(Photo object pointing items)
[Start]

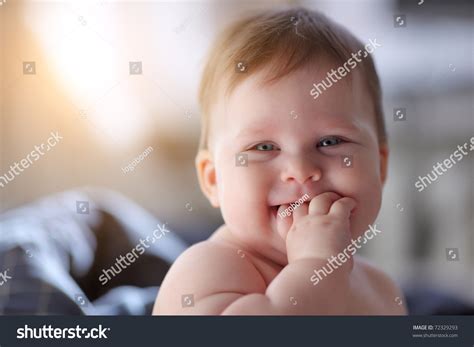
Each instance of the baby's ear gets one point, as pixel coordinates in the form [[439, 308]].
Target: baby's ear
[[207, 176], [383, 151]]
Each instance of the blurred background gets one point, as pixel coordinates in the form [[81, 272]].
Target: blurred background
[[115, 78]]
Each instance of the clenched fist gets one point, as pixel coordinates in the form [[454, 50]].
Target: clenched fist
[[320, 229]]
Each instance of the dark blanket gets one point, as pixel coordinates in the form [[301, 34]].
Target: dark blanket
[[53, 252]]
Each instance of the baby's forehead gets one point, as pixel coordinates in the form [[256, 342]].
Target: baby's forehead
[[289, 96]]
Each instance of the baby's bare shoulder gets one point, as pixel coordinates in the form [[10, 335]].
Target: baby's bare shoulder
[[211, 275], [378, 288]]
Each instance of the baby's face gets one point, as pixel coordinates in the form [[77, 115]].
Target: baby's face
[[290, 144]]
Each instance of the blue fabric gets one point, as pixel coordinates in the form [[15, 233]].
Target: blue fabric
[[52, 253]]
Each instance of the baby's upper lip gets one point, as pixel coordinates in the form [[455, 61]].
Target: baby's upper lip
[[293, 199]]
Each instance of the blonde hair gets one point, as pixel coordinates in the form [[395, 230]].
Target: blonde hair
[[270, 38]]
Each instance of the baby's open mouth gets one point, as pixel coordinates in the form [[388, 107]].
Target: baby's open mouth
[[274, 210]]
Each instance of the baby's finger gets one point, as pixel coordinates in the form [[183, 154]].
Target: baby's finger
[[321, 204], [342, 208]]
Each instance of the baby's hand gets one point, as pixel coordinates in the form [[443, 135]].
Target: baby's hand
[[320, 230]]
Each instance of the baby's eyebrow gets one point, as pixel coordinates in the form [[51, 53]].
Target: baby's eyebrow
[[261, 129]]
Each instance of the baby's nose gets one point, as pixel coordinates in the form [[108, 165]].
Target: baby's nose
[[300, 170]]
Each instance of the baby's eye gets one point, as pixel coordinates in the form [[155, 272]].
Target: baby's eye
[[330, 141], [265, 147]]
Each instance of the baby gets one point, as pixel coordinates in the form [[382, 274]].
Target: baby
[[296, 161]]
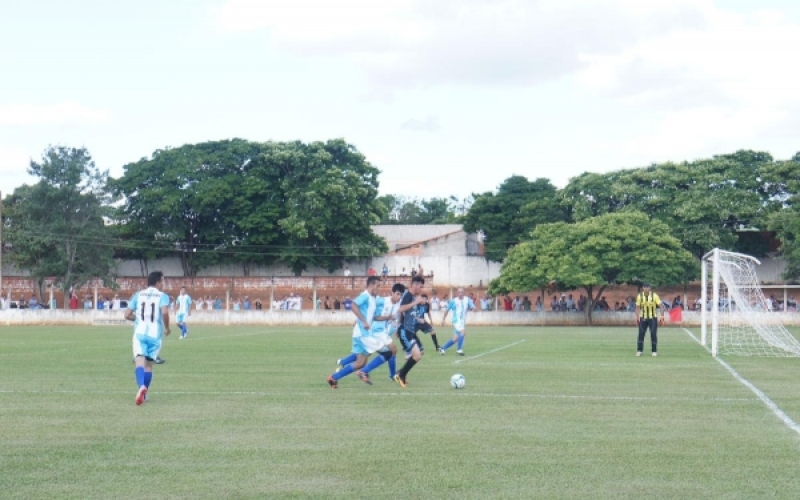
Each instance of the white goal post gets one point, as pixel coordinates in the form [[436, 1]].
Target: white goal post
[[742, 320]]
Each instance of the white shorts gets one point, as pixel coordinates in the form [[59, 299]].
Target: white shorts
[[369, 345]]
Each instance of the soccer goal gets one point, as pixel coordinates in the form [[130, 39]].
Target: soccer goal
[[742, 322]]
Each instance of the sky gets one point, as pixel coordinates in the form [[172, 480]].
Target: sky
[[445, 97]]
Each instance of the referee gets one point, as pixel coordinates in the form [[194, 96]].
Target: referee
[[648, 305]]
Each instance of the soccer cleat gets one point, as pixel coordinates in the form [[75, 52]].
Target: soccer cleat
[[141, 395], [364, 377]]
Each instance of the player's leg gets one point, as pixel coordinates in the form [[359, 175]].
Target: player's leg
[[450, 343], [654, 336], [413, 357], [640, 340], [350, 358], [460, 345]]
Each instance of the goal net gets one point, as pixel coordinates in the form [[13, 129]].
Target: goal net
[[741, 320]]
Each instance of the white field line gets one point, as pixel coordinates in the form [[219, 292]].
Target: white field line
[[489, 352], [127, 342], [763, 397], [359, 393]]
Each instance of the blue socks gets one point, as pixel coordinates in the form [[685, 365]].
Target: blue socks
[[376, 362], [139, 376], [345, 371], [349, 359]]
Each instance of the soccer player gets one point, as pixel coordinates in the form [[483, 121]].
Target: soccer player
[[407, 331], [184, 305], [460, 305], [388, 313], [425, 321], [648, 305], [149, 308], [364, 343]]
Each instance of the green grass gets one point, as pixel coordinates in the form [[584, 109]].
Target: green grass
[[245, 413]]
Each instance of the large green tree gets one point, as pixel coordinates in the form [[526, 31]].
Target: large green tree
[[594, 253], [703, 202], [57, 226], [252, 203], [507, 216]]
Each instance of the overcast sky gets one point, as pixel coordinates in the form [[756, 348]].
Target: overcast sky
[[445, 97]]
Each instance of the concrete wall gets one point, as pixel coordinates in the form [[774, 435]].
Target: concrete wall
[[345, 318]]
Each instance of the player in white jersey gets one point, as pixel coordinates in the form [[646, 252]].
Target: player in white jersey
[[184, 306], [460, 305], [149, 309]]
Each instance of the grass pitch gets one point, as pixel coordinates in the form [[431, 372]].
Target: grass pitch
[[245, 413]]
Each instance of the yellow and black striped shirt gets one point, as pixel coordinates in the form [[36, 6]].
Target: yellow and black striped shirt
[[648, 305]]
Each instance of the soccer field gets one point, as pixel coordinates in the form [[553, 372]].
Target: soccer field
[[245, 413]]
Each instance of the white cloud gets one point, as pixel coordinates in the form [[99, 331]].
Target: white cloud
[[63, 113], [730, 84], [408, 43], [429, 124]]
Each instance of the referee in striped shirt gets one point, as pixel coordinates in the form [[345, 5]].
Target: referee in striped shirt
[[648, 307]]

[End]
[Start]

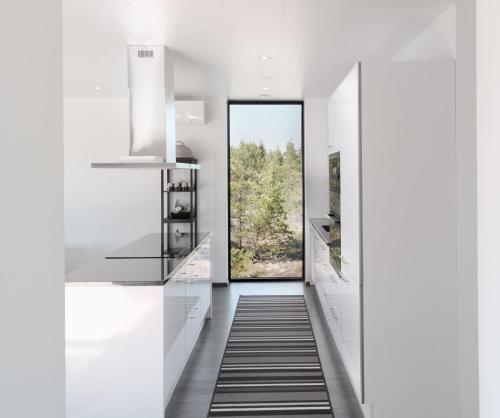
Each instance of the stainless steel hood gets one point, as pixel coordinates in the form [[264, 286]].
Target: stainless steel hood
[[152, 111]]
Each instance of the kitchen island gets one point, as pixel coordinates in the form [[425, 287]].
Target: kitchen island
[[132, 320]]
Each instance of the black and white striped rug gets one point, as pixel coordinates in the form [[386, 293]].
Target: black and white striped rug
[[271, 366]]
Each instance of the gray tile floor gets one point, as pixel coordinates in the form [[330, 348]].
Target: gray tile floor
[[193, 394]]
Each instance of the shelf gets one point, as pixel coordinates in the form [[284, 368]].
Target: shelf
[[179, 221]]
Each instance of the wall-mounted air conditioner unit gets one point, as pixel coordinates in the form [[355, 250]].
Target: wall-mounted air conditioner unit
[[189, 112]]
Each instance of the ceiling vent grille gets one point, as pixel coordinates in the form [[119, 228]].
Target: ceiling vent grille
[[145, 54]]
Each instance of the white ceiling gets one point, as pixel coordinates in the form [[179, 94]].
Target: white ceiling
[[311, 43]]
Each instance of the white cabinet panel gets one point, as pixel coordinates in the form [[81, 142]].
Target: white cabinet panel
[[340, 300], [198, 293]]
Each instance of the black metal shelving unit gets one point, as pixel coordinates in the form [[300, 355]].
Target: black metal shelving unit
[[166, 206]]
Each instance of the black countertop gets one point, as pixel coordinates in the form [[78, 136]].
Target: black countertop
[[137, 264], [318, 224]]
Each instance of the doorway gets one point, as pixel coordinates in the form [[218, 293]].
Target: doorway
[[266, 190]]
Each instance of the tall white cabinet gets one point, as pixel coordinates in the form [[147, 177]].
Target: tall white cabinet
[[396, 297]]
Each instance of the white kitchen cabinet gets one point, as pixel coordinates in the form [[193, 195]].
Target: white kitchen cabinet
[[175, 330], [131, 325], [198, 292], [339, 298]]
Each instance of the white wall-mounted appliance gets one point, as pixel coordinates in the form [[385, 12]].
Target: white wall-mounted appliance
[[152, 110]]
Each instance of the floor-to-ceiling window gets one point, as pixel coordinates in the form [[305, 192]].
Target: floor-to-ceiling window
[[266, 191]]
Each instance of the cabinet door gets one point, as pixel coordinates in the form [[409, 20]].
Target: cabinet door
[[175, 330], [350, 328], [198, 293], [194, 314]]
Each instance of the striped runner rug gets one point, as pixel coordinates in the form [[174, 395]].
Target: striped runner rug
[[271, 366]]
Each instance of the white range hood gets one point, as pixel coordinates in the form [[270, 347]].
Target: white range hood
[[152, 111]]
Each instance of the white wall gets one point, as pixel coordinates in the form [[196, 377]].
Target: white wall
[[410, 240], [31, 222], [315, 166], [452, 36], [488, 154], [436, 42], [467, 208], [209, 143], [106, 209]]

[End]
[Start]

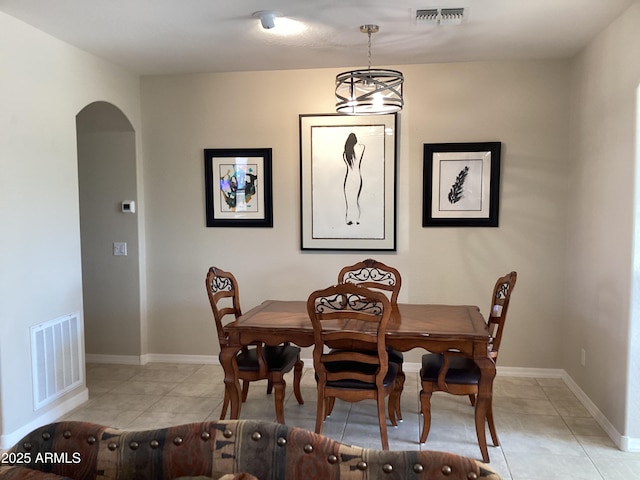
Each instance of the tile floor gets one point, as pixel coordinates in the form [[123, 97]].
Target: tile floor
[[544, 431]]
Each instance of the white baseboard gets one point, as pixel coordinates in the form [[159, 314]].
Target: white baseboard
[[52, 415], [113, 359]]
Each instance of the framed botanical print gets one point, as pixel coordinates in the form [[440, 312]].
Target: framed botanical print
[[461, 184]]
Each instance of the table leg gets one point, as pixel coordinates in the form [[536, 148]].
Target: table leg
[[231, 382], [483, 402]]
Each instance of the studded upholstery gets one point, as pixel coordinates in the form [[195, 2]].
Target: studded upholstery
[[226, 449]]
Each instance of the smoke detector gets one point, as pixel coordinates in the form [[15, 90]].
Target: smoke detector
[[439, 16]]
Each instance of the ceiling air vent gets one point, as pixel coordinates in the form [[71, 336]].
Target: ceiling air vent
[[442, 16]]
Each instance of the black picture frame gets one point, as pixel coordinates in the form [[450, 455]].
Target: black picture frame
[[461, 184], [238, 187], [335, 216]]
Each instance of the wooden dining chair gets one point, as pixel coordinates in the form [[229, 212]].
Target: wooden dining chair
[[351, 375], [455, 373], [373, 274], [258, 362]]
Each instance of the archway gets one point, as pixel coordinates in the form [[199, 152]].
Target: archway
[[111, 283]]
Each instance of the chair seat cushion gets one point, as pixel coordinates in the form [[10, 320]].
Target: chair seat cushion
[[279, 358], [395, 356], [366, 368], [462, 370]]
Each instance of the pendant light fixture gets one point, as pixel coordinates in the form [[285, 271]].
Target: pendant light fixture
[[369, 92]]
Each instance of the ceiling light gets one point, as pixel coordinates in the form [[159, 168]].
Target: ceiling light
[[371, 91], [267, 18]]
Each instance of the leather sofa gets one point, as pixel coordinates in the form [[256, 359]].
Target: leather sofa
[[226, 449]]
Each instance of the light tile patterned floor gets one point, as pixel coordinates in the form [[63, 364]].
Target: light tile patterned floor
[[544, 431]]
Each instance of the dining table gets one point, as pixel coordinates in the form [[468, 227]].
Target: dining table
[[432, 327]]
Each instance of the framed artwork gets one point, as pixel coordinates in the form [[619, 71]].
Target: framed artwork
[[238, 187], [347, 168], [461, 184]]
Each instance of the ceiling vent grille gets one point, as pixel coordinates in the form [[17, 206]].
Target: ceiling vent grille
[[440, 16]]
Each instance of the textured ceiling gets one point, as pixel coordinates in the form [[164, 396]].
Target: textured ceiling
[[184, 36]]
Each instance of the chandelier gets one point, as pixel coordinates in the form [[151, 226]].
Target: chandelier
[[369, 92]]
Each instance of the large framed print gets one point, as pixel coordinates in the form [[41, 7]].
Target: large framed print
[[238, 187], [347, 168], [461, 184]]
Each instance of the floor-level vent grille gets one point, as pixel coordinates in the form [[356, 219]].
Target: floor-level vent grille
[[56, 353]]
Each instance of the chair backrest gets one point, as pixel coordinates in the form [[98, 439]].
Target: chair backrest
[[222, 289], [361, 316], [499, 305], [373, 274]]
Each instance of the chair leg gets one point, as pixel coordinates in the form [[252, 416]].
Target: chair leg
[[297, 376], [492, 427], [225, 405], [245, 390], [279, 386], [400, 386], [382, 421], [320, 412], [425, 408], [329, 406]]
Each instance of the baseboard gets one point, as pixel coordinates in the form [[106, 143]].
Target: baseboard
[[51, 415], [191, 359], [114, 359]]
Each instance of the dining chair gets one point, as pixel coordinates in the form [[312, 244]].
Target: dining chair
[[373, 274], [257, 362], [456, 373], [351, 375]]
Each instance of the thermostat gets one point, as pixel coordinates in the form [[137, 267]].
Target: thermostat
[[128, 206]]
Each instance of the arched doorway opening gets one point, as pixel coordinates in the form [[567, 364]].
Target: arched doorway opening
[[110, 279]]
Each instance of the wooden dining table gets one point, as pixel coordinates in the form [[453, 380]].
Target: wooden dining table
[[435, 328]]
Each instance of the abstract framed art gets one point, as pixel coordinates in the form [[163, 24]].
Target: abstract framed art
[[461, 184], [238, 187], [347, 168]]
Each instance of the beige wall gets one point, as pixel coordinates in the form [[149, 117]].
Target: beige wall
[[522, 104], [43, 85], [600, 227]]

[End]

→ **WORK TO DO**: Rewrite the items between the lines holding "Each instance of the baby's face" and "[[270, 38]]", inclusive, as a two-column CSV with the headers text and answer. Give one row per item, put each field in quotation marks, and replace any line breaks with spaces.

→ **TASK RESULT**:
text,answer
"Each instance of the baby's face gets one point, as pixel coordinates in the form [[77, 115]]. Target: baby's face","[[290, 144]]"
"Each instance of the blue fabric gets one point, as pixel coordinates in the form [[15, 233]]. Target: blue fabric","[[52, 253]]"
"Each instance of the baby's upper lip gets one point, as pixel coordinates in the form [[455, 61]]. Target: baby's upper lip","[[293, 199]]"
"Each instance of the blonde hair gets one point, as pixel coordinates in the form [[395, 230]]. Target: blonde hair","[[270, 38]]"